- [Given problem]:
Write out the AI agent ergonomics text again, starting at the words "if err != nil" and stopping after "input.Selector, input.Type, input.Label)", and change "Discover" to "Find" throughout that stretch.
═════ Quoted text
AI Agent Ergonomics¶
W3Pilot includes features designed specifically for AI agents to interact with web pages more effectively.
Overview¶
AI agents face unique challenges when automating browsers:
- Discovery: Finding interactive elements without prior knowledge of the page
- Validation: Verifying selectors before attempting interactions
- Recovery: Understanding what went wrong when actions fail
- State Management: Saving and restoring browser state across sessions
W3Pilot addresses these with purpose-built tools.
Page Inspection¶
The Inspect method scans the page and returns a structured inventory of interactive elements:
result, err := pilot.Inspect(ctx, nil)
if err != nil {
log.Fatal(err)
}
fmt.Printf("Page: %s\n", result.Title)
fmt.Printf("URL: %s\n", result.URL)
// Discover buttons
for _, btn := range result.Buttons {
fmt.Printf("Button: %s - %s\n", btn.Selector, btn.Text)
}
// Discover inputs
for _, input := range result.Inputs {
fmt.Printf("Input: %s (%s) - %s\n",
input.Selector, input.Type, input.Label)
══════════
═════ Collected material
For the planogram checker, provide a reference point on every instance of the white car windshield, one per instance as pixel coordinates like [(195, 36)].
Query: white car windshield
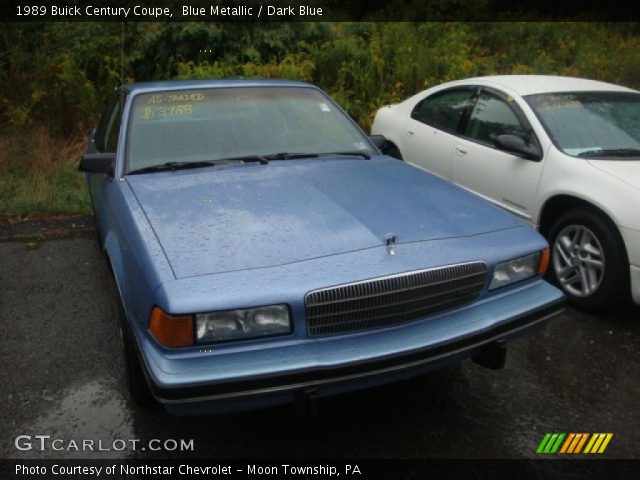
══════════
- [Problem solution]:
if err != nil {
log.Fatal(err)
}
fmt.Printf("Page: %s\n", result.Title)
fmt.Printf("URL: %s\n", result.URL)
// Find buttons
for _, btn := range result.Buttons {
fmt.Printf("Button: %s - %s\n", btn.Selector, btn.Text)
}
// Find inputs
for _, input := range result.Inputs {
fmt.Printf("Input: %s (%s) - %s\n",
input.Selector, input.Type, input.Label)